## Prompt
Gather every line from the rows below that contains the string "bird", copying each line in full.

◆ ◆ ◆

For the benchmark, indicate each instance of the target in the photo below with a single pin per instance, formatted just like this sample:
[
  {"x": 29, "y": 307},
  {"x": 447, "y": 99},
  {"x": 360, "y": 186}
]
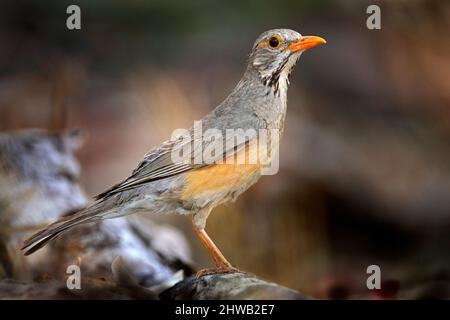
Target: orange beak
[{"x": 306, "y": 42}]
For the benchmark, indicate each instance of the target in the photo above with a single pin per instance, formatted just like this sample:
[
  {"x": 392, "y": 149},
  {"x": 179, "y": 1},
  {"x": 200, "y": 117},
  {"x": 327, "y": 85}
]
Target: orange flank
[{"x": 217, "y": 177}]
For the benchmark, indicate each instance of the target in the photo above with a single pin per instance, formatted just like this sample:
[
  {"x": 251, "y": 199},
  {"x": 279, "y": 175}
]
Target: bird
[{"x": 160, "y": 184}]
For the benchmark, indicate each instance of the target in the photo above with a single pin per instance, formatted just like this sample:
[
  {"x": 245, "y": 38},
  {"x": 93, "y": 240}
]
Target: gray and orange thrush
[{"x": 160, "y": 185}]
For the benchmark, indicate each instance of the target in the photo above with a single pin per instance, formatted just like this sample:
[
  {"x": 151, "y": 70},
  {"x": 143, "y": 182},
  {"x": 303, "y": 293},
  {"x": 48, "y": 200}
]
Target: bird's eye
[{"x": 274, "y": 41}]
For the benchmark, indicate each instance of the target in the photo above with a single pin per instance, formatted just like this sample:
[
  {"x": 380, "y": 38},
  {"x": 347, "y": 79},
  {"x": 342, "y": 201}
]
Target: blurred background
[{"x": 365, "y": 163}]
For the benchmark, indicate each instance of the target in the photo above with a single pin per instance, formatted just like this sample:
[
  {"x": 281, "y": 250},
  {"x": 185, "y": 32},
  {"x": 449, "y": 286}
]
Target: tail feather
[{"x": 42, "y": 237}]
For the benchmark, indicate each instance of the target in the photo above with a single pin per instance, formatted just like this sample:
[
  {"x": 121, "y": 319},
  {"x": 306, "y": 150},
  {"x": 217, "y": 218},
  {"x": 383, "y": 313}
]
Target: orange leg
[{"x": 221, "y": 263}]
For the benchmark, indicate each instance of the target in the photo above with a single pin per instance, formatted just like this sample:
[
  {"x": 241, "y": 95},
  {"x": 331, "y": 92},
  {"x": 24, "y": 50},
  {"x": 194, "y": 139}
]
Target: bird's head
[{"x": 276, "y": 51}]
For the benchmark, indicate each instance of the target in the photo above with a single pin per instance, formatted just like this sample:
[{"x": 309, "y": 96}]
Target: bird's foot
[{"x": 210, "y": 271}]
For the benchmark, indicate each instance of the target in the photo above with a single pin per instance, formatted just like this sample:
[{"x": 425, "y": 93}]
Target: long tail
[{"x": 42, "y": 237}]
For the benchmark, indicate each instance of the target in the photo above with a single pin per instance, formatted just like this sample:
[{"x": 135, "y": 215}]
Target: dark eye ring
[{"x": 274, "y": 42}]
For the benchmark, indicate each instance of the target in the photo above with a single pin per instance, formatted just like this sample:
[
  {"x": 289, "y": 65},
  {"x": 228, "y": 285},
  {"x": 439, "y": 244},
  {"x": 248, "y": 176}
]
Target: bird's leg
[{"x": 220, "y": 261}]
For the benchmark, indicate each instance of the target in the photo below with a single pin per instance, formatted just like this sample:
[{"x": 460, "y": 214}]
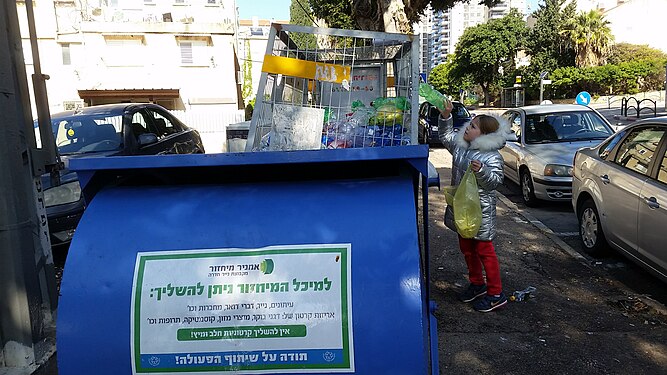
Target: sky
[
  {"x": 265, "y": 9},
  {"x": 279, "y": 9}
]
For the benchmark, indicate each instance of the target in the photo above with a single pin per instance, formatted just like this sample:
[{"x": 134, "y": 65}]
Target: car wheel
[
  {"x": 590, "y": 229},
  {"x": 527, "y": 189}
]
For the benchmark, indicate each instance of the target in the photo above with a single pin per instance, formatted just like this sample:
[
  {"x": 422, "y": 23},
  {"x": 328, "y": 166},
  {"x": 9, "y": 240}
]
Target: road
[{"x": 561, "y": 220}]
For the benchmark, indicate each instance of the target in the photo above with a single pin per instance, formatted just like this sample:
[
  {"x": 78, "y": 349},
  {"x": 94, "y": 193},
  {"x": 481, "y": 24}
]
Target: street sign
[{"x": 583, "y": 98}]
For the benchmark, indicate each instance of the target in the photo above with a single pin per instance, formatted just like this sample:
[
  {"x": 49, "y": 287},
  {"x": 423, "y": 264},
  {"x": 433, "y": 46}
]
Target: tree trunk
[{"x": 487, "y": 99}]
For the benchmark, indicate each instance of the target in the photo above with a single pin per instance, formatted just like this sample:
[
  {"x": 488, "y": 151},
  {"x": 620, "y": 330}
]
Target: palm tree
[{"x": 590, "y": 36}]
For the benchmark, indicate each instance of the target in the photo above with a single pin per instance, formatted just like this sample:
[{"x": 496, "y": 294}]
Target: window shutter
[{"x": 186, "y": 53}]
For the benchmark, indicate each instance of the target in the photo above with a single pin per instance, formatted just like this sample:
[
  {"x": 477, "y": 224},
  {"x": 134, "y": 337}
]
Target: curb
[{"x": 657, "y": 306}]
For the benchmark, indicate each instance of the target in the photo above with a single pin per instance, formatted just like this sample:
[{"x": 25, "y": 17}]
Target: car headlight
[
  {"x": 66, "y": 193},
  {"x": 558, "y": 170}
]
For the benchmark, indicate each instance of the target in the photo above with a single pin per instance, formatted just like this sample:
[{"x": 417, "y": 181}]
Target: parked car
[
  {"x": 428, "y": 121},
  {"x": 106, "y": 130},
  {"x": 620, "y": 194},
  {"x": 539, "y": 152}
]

◆ ◆ ◆

## Output below
Target: bird
Target: bird's eye
Target: bird's head
Target: bird's foot
Target: bird's leg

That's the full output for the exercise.